*Outline entries for pictures*

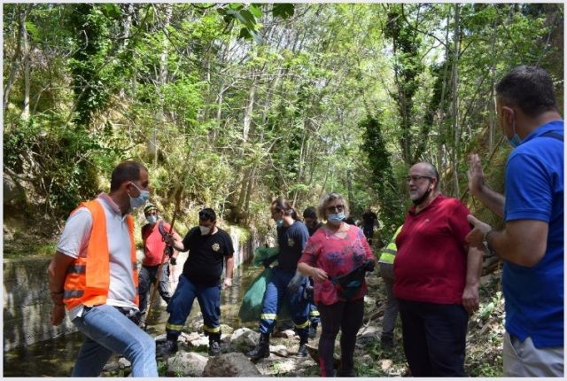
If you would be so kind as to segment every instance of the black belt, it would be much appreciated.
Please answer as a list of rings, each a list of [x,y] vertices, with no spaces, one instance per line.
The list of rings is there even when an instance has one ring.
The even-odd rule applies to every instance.
[[[130,319],[136,325],[138,323],[140,323],[142,313],[138,309],[132,308],[129,307],[118,307],[118,306],[113,306],[113,307],[118,309],[120,312],[120,314],[122,314],[124,316]]]

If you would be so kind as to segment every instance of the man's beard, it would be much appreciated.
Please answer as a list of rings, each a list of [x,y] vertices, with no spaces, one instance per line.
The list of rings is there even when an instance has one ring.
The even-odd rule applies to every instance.
[[[416,199],[412,199],[411,202],[413,202],[415,206],[418,206],[427,199],[431,192],[431,190],[427,188],[427,190],[425,191],[425,193],[423,193],[422,197]]]

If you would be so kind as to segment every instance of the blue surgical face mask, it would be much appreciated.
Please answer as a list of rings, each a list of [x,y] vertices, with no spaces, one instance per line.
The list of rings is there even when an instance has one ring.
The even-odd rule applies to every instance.
[[[341,213],[331,213],[327,217],[327,221],[330,223],[338,224],[341,221],[345,219],[345,212]]]
[[[514,136],[508,139],[508,143],[509,143],[513,148],[516,148],[522,143],[522,139],[520,139],[520,136],[516,132],[516,121],[514,121],[512,124],[512,129],[514,130]]]
[[[136,209],[136,207],[140,207],[145,204],[145,202],[150,199],[150,191],[149,190],[142,190],[140,188],[136,186],[134,183],[132,185],[136,187],[136,190],[140,190],[140,195],[138,197],[132,197],[130,195],[130,207],[132,209]]]

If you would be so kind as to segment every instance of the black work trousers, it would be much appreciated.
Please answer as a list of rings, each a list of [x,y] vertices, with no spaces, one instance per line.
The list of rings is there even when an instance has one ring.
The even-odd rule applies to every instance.
[[[467,377],[469,314],[460,304],[399,299],[404,352],[413,377]]]

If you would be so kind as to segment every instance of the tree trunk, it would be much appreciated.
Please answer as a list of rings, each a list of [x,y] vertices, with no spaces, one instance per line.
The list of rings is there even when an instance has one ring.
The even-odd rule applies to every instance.
[[[21,113],[21,118],[24,121],[29,120],[29,86],[30,86],[30,73],[29,73],[29,42],[27,41],[27,29],[26,28],[26,20],[21,22],[22,30],[22,60],[24,64],[24,109]]]
[[[459,125],[459,95],[458,89],[458,63],[459,63],[459,4],[454,4],[454,51],[453,51],[453,99],[452,99],[452,110],[453,110],[453,129],[454,131],[454,145],[453,147],[453,195],[454,198],[459,198],[459,172],[458,172],[458,152],[459,152],[459,139],[461,138]]]
[[[169,27],[171,20],[171,13],[173,5],[167,4],[163,5],[165,7],[165,19],[162,30],[166,31]],[[159,72],[158,74],[158,94],[159,96],[159,105],[156,113],[156,124],[153,126],[153,131],[151,134],[151,142],[150,144],[150,152],[153,155],[153,167],[158,167],[158,128],[162,128],[165,122],[165,116],[163,113],[163,91],[162,87],[167,82],[167,57],[168,57],[169,43],[167,37],[163,37],[161,42],[161,54],[159,55]]]
[[[26,8],[23,8],[22,4],[18,5],[18,15],[19,21],[19,27],[18,33],[18,40],[16,42],[16,51],[14,51],[14,55],[12,58],[12,66],[10,67],[10,74],[8,75],[8,81],[6,82],[6,85],[4,88],[4,96],[2,97],[2,111],[6,111],[6,105],[8,105],[8,99],[10,97],[10,92],[12,91],[12,88],[16,82],[16,77],[18,74],[18,71],[19,70],[19,66],[21,65],[21,55],[22,55],[22,43],[26,35],[26,19],[27,18],[27,13],[31,9],[32,4],[27,4]],[[29,102],[28,102],[29,103]]]

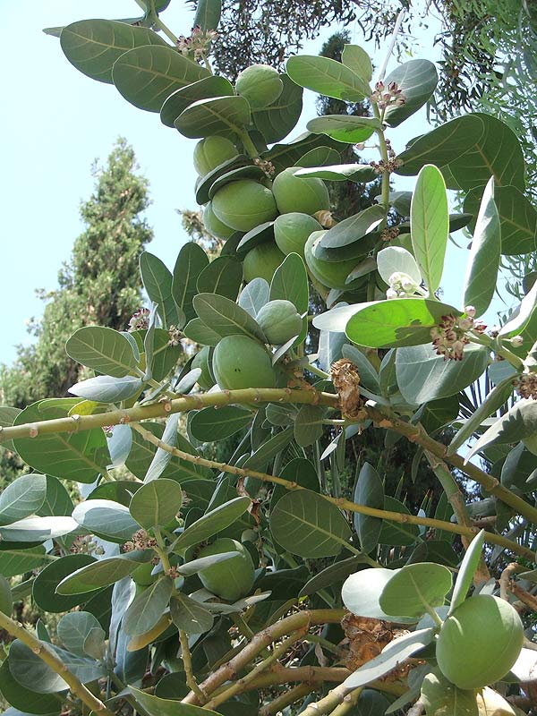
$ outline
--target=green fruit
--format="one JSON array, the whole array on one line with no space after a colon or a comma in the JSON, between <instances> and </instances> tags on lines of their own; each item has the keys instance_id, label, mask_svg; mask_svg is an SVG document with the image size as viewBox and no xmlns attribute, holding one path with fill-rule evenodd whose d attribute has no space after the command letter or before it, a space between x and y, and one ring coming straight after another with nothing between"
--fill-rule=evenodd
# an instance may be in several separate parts
<instances>
[{"instance_id":1,"label":"green fruit","mask_svg":"<svg viewBox=\"0 0 537 716\"><path fill-rule=\"evenodd\" d=\"M277 215L272 192L252 179L223 186L213 197L212 210L224 224L244 233Z\"/></svg>"},{"instance_id":2,"label":"green fruit","mask_svg":"<svg viewBox=\"0 0 537 716\"><path fill-rule=\"evenodd\" d=\"M463 601L448 617L437 641L442 674L459 688L482 688L502 678L524 644L524 627L516 609L490 594Z\"/></svg>"},{"instance_id":3,"label":"green fruit","mask_svg":"<svg viewBox=\"0 0 537 716\"><path fill-rule=\"evenodd\" d=\"M328 190L322 179L294 176L300 166L284 169L274 180L272 192L280 214L300 211L315 214L330 208Z\"/></svg>"},{"instance_id":4,"label":"green fruit","mask_svg":"<svg viewBox=\"0 0 537 716\"><path fill-rule=\"evenodd\" d=\"M281 345L302 331L303 320L290 301L277 299L265 303L256 316L268 343Z\"/></svg>"},{"instance_id":5,"label":"green fruit","mask_svg":"<svg viewBox=\"0 0 537 716\"><path fill-rule=\"evenodd\" d=\"M220 388L276 388L277 374L265 347L247 336L226 336L213 354L213 372Z\"/></svg>"},{"instance_id":6,"label":"green fruit","mask_svg":"<svg viewBox=\"0 0 537 716\"><path fill-rule=\"evenodd\" d=\"M255 579L253 562L248 550L236 540L222 537L200 551L200 557L222 552L239 552L224 562L198 572L201 584L213 594L227 601L236 601L249 594Z\"/></svg>"},{"instance_id":7,"label":"green fruit","mask_svg":"<svg viewBox=\"0 0 537 716\"><path fill-rule=\"evenodd\" d=\"M277 70L268 64L252 64L239 72L235 90L248 100L250 107L260 109L275 102L284 90Z\"/></svg>"},{"instance_id":8,"label":"green fruit","mask_svg":"<svg viewBox=\"0 0 537 716\"><path fill-rule=\"evenodd\" d=\"M238 155L236 147L226 137L207 137L194 148L194 169L205 176L219 165Z\"/></svg>"},{"instance_id":9,"label":"green fruit","mask_svg":"<svg viewBox=\"0 0 537 716\"><path fill-rule=\"evenodd\" d=\"M216 216L210 201L203 209L203 226L210 234L216 236L217 239L222 239L222 241L226 241L235 233L234 229L232 229L231 226L226 226Z\"/></svg>"},{"instance_id":10,"label":"green fruit","mask_svg":"<svg viewBox=\"0 0 537 716\"><path fill-rule=\"evenodd\" d=\"M265 242L251 249L243 262L243 276L246 282L254 278L264 278L267 283L272 281L276 269L286 258L276 243Z\"/></svg>"},{"instance_id":11,"label":"green fruit","mask_svg":"<svg viewBox=\"0 0 537 716\"><path fill-rule=\"evenodd\" d=\"M310 273L323 286L328 288L351 290L360 283L360 279L345 284L345 279L359 262L356 259L347 259L345 261L323 261L313 255L313 249L318 242L326 234L326 231L314 231L306 242L304 257Z\"/></svg>"},{"instance_id":12,"label":"green fruit","mask_svg":"<svg viewBox=\"0 0 537 716\"><path fill-rule=\"evenodd\" d=\"M314 231L321 230L322 226L317 219L309 214L300 214L298 211L281 214L274 222L274 238L278 249L286 256L289 253L298 253L303 259L308 237Z\"/></svg>"},{"instance_id":13,"label":"green fruit","mask_svg":"<svg viewBox=\"0 0 537 716\"><path fill-rule=\"evenodd\" d=\"M149 584L152 584L153 582L155 582L155 580L157 579L156 575L155 576L151 575L152 571L153 571L153 565L150 562L144 562L142 565L136 567L136 569L132 572L131 576L132 577L132 581L137 586L147 587Z\"/></svg>"},{"instance_id":14,"label":"green fruit","mask_svg":"<svg viewBox=\"0 0 537 716\"><path fill-rule=\"evenodd\" d=\"M203 388L203 390L209 390L211 388L215 381L213 380L213 377L210 374L210 370L209 368L209 354L210 348L209 345L204 345L203 348L194 355L194 358L191 363L191 368L200 368L201 369L201 375L198 379L198 385L200 388Z\"/></svg>"}]
</instances>

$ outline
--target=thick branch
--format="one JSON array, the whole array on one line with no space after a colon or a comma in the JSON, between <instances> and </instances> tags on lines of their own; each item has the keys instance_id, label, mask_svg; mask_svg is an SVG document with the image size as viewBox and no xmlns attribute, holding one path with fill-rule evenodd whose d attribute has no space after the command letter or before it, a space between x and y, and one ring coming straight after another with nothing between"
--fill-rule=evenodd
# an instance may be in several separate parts
<instances>
[{"instance_id":1,"label":"thick branch","mask_svg":"<svg viewBox=\"0 0 537 716\"><path fill-rule=\"evenodd\" d=\"M20 639L22 644L29 646L36 656L38 656L47 666L59 674L71 689L72 694L77 696L90 711L101 716L114 716L114 713L105 706L100 699L86 688L82 682L72 674L62 660L43 642L36 638L31 632L5 614L0 612L0 627Z\"/></svg>"},{"instance_id":2,"label":"thick branch","mask_svg":"<svg viewBox=\"0 0 537 716\"><path fill-rule=\"evenodd\" d=\"M205 457L201 457L200 455L191 455L190 453L186 453L183 450L180 450L177 448L173 448L172 446L163 442L156 435L153 435L152 432L149 432L149 430L146 430L142 425L132 424L132 428L139 432L144 438L144 439L148 440L148 442L153 443L153 445L157 446L158 448L160 448L166 452L180 457L182 460L186 460L187 462L193 463L194 465L201 465L205 467L219 470L220 472L229 473L230 474L239 475L240 477L253 477L257 480L262 480L264 482L273 482L277 485L285 487L286 490L303 490L303 488L299 485L298 482L293 482L289 480L285 480L283 477L278 477L277 475L270 475L267 473L260 473L257 470L249 470L243 467L237 467L236 465L219 463L216 460L208 460ZM370 515L372 517L380 517L380 519L389 520L390 522L398 522L405 524L422 524L425 527L444 530L445 532L450 532L455 534L461 534L468 538L468 540L473 539L473 537L479 533L479 530L473 526L465 526L464 524L456 524L451 522L444 522L442 520L436 520L431 517L418 517L414 515L406 515L400 512L377 509L375 507L369 507L365 505L358 505L356 502L352 502L350 499L345 499L343 498L332 498L328 495L321 495L321 497L327 501L337 505L341 509L345 509L349 512ZM533 559L533 552L531 550L527 549L526 547L523 547L516 542L512 541L511 540L508 540L507 537L487 533L485 539L487 541L491 542L492 544L498 544L506 550L510 550L511 551L531 558L532 560Z\"/></svg>"}]
</instances>

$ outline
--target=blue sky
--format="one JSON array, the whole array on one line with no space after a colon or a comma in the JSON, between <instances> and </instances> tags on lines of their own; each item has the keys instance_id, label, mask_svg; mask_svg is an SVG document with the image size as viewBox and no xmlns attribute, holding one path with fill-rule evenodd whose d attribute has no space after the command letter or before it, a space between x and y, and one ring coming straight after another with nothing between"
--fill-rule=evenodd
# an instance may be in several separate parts
<instances>
[{"instance_id":1,"label":"blue sky","mask_svg":"<svg viewBox=\"0 0 537 716\"><path fill-rule=\"evenodd\" d=\"M0 362L9 363L15 345L31 340L25 322L42 312L35 289L55 287L58 268L83 230L78 208L92 190L93 160L105 159L118 135L133 145L153 200L148 219L155 239L149 248L173 266L186 240L175 209L196 208L192 166L195 142L165 127L157 115L128 104L112 85L76 71L58 40L41 31L84 18L135 15L133 0L27 0L7 4L3 13L4 26L10 30L0 47L2 66L8 68L3 78L6 106L0 295L4 321ZM175 34L187 34L192 13L183 0L173 0L163 20ZM362 44L359 28L351 31L353 40ZM416 56L433 57L430 39L431 32L423 31ZM322 38L308 43L304 51L318 53L321 42ZM377 56L376 64L382 59ZM388 70L396 64L393 59ZM307 91L296 133L314 115L315 96ZM406 140L427 130L422 110L391 134L395 149L401 149ZM409 189L413 183L413 180L397 180L396 188ZM457 260L460 267L455 256L449 263L455 266ZM464 272L459 268L452 273L454 279L446 288L447 296L455 300Z\"/></svg>"}]
</instances>

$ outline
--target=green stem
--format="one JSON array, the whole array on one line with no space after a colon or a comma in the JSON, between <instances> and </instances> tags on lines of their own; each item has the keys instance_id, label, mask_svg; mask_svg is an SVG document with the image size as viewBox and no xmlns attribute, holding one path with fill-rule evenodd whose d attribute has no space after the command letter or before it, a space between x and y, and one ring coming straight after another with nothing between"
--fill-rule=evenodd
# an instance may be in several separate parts
<instances>
[{"instance_id":1,"label":"green stem","mask_svg":"<svg viewBox=\"0 0 537 716\"><path fill-rule=\"evenodd\" d=\"M107 708L103 702L97 698L97 696L69 670L68 667L56 656L48 644L45 642L41 642L34 636L31 632L25 629L21 624L13 621L2 612L0 612L0 628L5 629L12 636L20 639L20 641L30 647L32 652L44 661L49 669L55 673L59 674L71 689L71 693L77 696L90 711L101 714L101 716L114 716L114 713Z\"/></svg>"}]
</instances>

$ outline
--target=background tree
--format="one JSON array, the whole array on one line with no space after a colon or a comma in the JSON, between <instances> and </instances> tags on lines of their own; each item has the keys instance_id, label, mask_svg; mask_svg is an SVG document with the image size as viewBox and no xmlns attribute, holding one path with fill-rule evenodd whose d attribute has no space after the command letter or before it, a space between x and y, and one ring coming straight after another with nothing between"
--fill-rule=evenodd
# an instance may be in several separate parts
<instances>
[{"instance_id":1,"label":"background tree","mask_svg":"<svg viewBox=\"0 0 537 716\"><path fill-rule=\"evenodd\" d=\"M105 166L94 164L92 175L95 191L80 209L86 229L59 271L58 288L38 292L46 306L29 328L36 340L20 345L13 366L2 369L3 403L22 407L65 395L81 370L65 354L69 336L92 324L123 330L140 307L138 260L153 237L142 216L149 204L148 181L124 139Z\"/></svg>"}]
</instances>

*OBJECTIVE*
Return each line above that contains the word "black". Letter case counts.

*RESPONSE TO THIS TASK*
If you would be so kind as to segment every instance of the black belt, it would be much appreciated.
If you would be so kind as to segment every instance of the black work trousers, it would be much appreciated.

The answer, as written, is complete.